-- Written instruction 1 --
List the usernames of everyone who posts in the forum thread.
-- Written instruction 2 --
In the forum thread, what temperature does bagginsbill give as the reason for not going skiing?
-- Written instruction 3 --
Write a continuation of the forum thread, starting after its last sentence.

OT: BB, I thought you were off skiing?


kobaltkween posted Sat, 17 January 2009 at 6:27 PM

and if you want to depress something with your map (as one occasionally does), you can use a math node to subtract.  subtract 0.5 from a greyscale map will make mid-grey = 0, black = -0.5 and white = 0.5.



bagginsbill posted Sun, 18 January 2009 at 1:04 AM

Quote - OT: BB, I thought you were off skiing?

Too cold. -22 Fahrenheit.


Renderosity forum reply notifications are wonky. If I read a follow-up in a thread, but I don't myself reply, then notifications no longer happen AT ALL on that thread. So if I seem to be ignoring a question, that's why. (Updated September 23, 2019)


hborre posted Sun, 18 January 2009 at 6:39 AM

OW!


santicor posted Tue, 20 January 2009 at 9:10 AM

Bagginsbill .

Thank you for the further clarification and reference to the other thread. That thread told me a lot.
Thank you, Bagginsbill, for "going easy" on me -as far as the depth of your discussion in this thread. Obviously you are  extremely intelligent in this area.
......Sometimes when you are really cutting loose in these threads and breaking down stuff, it makes my brains hurt to read it. I become quite full of fear, or fright, or what have you.
Its like you are bringing people to such a micro level of enlightenment, that we are approaching possibly causing a tear in the fabric of the space-time continuim, or maybe opening up a crazy black hole, or forming anti-matter  or some such.

-- Excerpted records --

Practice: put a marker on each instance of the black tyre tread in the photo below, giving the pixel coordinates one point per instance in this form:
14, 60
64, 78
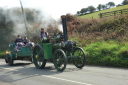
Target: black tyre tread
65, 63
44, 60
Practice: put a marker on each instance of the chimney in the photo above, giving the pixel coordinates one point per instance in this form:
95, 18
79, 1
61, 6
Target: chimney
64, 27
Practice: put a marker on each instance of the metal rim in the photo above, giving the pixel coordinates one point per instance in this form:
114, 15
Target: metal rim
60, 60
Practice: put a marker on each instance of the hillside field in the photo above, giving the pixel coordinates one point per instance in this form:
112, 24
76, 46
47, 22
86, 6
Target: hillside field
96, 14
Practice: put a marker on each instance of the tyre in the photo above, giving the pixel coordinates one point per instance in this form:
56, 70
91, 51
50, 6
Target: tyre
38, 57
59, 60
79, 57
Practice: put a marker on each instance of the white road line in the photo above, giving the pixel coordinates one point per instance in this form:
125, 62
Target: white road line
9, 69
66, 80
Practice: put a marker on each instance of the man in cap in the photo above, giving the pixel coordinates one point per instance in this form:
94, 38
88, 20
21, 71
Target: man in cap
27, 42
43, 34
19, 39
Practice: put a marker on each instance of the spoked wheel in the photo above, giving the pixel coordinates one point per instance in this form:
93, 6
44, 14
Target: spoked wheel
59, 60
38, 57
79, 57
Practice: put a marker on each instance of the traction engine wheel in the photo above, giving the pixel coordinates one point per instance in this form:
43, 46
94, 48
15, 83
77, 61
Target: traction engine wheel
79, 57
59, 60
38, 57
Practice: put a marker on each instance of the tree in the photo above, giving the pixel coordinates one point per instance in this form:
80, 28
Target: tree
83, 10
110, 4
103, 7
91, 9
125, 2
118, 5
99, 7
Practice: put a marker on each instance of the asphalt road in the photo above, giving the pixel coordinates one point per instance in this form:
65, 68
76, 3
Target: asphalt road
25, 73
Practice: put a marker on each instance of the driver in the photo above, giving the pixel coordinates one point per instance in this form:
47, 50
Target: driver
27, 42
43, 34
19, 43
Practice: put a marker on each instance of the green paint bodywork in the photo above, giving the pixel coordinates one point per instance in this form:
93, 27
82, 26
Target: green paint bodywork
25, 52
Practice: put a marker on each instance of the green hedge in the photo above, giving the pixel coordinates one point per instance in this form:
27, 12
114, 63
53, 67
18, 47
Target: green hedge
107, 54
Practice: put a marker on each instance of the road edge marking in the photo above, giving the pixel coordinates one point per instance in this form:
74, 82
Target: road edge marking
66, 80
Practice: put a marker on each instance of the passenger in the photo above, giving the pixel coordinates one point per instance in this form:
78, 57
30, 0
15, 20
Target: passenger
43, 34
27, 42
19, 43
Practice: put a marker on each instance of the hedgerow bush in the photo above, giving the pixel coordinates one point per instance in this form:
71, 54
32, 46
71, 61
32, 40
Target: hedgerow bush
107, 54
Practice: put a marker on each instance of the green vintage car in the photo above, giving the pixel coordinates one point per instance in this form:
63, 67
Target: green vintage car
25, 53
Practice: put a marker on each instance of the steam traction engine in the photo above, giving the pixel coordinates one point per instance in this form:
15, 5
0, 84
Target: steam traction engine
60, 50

* * *

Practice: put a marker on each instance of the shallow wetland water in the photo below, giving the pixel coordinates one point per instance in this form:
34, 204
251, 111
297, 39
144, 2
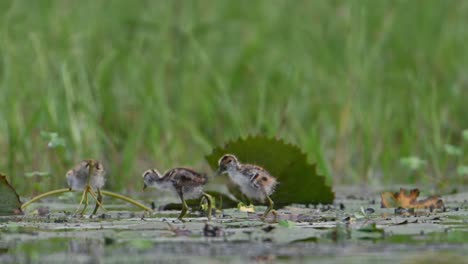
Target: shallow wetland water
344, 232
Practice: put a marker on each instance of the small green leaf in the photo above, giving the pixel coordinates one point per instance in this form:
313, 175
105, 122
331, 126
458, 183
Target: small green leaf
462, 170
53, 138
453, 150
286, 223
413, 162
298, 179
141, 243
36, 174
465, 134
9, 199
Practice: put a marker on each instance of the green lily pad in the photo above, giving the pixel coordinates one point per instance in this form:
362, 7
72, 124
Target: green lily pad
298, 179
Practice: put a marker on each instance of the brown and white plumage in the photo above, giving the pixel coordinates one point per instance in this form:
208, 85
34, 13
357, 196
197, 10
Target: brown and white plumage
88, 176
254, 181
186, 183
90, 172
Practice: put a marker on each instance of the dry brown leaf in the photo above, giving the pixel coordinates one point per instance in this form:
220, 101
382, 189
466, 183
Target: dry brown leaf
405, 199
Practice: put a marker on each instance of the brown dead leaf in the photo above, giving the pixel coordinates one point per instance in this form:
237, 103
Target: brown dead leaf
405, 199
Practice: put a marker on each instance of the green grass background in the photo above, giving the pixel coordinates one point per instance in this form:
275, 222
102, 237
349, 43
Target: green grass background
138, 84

-- Exercise result 1 --
kobaltkween, bagginsbill, hborre, santicor

-- Exercise result 2 --
-22 Fahrenheit.

-- Exercise result 3 --
For now, I will stick with " BLACK  is "nuetral"   AND as black becomes lighter, you get further displacement "  That is what I'm going with  as I look into this further. Some day I will be able to have discussion on a much higher level with you peoples here at Rendo.

Thanks!

 




______________________

"When you have to shoot ...

SHOOT.

Don't talk "

 

   - Tuco

 

Santicor's Gallery:

 http://www.renderosity.com/homepage.php?page=3&userid=580115

 


bagginsbill posted Tue, 20 January 2009 at 9:57 AM

Oh, now you're being silly. Everybody knows you can't make anti-matter just by talking. You have to wave your hands, too.


Renderosity forum reply notifications are wonky. If I read a follow-up in a thread, but I don't myself reply, then notifications no longer happen AT ALL on that thread. So if I seem to be ignoring a question, that's why. (Updated September 23, 2019)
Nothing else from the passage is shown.